INPUT FOR THIS TASK
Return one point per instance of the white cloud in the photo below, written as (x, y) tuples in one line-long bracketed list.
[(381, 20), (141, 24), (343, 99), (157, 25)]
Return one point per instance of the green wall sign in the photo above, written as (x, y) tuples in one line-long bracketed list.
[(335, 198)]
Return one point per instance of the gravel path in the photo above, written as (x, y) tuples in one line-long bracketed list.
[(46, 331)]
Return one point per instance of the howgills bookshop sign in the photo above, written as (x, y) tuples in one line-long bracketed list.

WORK INSTRUCTIONS
Each line above is to be repeated exactly.

WRITTEN REPLY
Return one point per instance of the white cloud in the photo below, written as (x, y) tuples in one line-long bracketed list.
[(381, 20), (141, 24), (343, 99), (157, 25)]
Return one point per instance of the green wall sign in the photo above, written as (x, y) tuples in one line-long bracketed list.
[(335, 198)]
Return one point per instance of the gravel path in the photo above, written as (x, y) tuples in one line-long bracketed list.
[(46, 331)]
Return one point per instance of the howgills bookshop sign in the photo above, written as (x, y) tuples in one line-long bracketed list.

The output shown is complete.